BEGIN Given information

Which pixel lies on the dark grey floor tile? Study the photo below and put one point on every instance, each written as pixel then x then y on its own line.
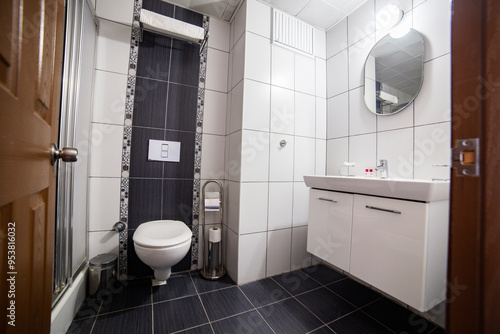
pixel 356 323
pixel 127 294
pixel 204 285
pixel 178 314
pixel 322 330
pixel 225 303
pixel 325 304
pixel 204 329
pixel 296 282
pixel 136 320
pixel 323 274
pixel 246 323
pixel 177 286
pixel 398 318
pixel 264 292
pixel 289 316
pixel 83 326
pixel 355 293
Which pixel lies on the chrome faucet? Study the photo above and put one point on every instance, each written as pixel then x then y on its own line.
pixel 383 168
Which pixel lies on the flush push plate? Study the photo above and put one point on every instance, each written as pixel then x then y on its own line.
pixel 465 157
pixel 160 150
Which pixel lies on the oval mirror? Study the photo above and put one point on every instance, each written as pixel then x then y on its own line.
pixel 394 72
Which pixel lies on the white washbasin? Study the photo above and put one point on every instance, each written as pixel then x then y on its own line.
pixel 418 190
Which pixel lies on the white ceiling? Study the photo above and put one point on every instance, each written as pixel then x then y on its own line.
pixel 319 13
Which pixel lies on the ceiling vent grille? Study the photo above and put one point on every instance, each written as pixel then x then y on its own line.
pixel 292 33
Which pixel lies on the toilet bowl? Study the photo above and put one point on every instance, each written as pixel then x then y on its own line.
pixel 162 244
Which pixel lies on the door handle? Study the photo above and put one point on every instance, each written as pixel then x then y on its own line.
pixel 67 154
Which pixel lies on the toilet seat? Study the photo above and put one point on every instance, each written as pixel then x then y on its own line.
pixel 162 233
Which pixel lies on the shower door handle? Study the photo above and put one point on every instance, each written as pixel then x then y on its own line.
pixel 67 154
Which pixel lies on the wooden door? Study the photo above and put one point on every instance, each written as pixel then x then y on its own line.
pixel 474 253
pixel 31 42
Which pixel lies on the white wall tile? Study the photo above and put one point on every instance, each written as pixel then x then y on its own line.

END Given information

Copy every record exactly, without the pictures.

Which pixel lies on the dark grey floor tile? Study the photo below and put one point on every instance, each written as pixel then x then y on its own line.
pixel 356 323
pixel 127 294
pixel 204 285
pixel 178 314
pixel 322 330
pixel 225 303
pixel 325 304
pixel 204 329
pixel 296 282
pixel 136 320
pixel 323 274
pixel 246 323
pixel 177 286
pixel 398 318
pixel 264 292
pixel 289 316
pixel 83 326
pixel 355 293
Which pixel lies on the chrome faucet? Study the photo above and put one point on every instance, each written as pixel then x then y on its own line.
pixel 383 168
Which pixel lies on the flush push plate? Study the photo above and put one point on every instance, each written as pixel then x then y on its own line.
pixel 465 157
pixel 160 150
Which pixel lies on the oval mirror? Study the photo above and put one point on every instance, each written as pixel then x then y on its own line.
pixel 394 72
Which pixel lies on the white washbasin? Study the photo above and put one point on every instance, each written as pixel then x then y on its own line.
pixel 418 190
Which pixel lies on the white ceiling? Study the photo above and put one point on every instance, each written as pixel then x then y on its own line.
pixel 319 13
Which pixel lies on the ceiling vent grille? Study the photo above and put one point on every instance, each written as pixel then x then y on its own line.
pixel 292 33
Which pixel lies on the toilet bowl? Study the photo above and put one point on every instance, each written as pixel then x then y on its own line.
pixel 162 244
Which pixel lies on the door handle? Study the photo above and put one point on every instance, each written as pixel then x then y on its own line.
pixel 67 154
Which pixel lies on the toilet seat? Study the photo above and put one point on every instance, each written as pixel then x then y on its own line.
pixel 162 233
Which pixel lies on the shower door handle? Study the photo above and put one point on every instance, each written as pixel then x then y on its own line.
pixel 67 154
Which pixel lies on the wooden door? Study the photo above and put one point on every instance, each written as pixel then x then y on its own line.
pixel 474 253
pixel 31 42
Which pixel lies on the white wall tile? Study the photo above and put one point on every instance, each written as pixel then x then y on its own line.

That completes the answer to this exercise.